▸ What you are asked to do
Pull out every line in the records below that contains the word "grassland", and copy each of those lines in full.

--

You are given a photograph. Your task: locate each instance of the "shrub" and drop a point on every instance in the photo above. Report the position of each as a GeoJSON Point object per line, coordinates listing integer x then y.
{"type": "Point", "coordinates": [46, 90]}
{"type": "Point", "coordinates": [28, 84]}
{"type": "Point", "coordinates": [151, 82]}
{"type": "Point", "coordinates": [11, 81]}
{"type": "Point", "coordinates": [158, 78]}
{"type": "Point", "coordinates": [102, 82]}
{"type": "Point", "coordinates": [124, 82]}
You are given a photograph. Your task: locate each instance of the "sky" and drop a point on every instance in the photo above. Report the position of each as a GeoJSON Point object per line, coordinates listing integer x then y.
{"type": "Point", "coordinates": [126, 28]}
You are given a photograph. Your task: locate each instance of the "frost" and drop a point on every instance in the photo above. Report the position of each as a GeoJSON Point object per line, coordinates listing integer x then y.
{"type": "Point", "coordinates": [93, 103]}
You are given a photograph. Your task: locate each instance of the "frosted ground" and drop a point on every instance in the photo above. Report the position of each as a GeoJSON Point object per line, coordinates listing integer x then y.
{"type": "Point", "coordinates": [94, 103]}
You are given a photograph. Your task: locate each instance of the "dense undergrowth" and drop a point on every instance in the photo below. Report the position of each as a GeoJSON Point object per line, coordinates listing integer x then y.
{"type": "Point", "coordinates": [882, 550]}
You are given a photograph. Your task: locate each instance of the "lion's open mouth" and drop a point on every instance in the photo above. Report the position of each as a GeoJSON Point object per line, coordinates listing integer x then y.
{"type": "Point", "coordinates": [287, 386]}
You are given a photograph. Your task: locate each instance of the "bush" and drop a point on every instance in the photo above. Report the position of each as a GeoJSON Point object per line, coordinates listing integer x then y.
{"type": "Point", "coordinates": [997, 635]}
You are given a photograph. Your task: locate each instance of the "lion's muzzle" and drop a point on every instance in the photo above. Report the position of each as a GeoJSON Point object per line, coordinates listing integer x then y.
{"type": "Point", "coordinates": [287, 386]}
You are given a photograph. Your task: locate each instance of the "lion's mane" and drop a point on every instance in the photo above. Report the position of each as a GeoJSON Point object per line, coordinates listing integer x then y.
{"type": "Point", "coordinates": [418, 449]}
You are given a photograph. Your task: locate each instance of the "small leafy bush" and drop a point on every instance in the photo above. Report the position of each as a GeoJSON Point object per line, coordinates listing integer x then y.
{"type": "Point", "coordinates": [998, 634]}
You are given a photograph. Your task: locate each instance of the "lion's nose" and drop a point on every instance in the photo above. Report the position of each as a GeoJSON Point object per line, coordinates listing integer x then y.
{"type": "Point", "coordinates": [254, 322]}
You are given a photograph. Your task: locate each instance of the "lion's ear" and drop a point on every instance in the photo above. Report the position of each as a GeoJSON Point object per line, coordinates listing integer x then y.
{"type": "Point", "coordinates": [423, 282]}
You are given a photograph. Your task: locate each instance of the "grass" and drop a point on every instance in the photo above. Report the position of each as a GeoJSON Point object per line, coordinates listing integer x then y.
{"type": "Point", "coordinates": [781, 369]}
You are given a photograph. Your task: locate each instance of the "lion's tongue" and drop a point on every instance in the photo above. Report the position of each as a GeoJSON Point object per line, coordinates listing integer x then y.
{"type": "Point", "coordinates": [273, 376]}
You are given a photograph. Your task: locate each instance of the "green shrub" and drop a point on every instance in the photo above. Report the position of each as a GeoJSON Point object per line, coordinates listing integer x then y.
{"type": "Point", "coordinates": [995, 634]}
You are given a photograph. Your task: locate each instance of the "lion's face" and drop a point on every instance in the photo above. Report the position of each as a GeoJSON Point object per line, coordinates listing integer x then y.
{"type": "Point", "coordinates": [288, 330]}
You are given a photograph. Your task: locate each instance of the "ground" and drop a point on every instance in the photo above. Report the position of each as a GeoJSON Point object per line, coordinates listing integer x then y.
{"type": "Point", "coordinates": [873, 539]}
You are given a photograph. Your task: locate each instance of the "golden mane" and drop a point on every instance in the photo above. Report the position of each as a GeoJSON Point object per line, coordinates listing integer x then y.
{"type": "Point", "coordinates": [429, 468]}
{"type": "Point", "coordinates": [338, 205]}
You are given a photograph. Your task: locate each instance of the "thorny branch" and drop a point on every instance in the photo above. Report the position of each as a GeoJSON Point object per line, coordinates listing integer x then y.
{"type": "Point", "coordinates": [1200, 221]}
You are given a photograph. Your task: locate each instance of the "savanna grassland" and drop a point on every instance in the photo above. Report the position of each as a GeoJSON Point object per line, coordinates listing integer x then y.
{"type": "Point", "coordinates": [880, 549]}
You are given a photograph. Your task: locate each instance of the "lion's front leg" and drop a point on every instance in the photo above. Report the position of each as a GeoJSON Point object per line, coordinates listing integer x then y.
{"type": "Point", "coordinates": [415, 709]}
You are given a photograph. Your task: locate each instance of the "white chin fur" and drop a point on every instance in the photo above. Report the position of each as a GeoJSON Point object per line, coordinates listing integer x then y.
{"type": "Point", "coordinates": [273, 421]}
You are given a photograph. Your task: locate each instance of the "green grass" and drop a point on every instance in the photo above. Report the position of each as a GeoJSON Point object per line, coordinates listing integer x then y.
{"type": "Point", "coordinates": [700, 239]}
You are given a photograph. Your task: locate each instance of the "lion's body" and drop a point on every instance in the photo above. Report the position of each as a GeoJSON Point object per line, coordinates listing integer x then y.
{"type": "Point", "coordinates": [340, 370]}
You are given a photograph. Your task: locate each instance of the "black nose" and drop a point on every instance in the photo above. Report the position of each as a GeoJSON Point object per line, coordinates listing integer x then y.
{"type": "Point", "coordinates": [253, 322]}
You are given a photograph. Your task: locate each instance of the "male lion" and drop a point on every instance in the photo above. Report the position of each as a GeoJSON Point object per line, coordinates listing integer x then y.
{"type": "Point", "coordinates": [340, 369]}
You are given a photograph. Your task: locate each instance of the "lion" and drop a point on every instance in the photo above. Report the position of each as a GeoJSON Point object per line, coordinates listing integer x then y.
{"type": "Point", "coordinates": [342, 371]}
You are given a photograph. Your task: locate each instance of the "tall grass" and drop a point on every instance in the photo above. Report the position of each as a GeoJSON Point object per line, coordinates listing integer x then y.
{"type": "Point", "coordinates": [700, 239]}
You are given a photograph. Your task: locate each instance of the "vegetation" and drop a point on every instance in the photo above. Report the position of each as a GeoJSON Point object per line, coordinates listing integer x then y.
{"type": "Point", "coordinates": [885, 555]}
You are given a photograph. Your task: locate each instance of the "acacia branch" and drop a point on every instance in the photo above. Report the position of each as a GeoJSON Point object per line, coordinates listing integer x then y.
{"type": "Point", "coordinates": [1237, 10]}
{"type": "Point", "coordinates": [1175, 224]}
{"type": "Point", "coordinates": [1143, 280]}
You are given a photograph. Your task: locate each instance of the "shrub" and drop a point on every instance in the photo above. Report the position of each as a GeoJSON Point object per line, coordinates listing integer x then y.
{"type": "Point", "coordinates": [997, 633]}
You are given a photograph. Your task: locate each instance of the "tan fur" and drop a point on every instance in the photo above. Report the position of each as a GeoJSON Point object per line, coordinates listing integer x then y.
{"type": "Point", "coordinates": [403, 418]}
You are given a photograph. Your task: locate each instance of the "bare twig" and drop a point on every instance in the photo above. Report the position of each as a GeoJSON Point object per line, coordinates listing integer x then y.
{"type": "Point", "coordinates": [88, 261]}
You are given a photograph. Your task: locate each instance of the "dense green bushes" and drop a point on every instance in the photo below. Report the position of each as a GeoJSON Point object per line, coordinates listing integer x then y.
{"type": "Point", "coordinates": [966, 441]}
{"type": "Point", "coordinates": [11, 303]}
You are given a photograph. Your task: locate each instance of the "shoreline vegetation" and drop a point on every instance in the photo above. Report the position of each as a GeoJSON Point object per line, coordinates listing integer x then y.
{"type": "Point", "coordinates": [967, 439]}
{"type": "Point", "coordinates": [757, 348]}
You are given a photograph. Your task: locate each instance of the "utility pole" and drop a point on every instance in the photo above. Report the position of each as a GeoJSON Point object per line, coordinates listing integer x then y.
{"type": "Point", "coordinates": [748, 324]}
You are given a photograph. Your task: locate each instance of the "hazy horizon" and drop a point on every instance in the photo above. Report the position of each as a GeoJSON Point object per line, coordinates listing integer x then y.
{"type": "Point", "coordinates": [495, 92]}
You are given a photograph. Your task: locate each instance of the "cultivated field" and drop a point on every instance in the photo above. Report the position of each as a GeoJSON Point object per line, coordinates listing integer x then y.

--

▸ Written response
You are given a photograph. Your task: locate each instance of the "savanna grassland" and drop a point on every instance in the photo above. Report the position of each as a GeoJSON Point object per line, coordinates listing integer x then y.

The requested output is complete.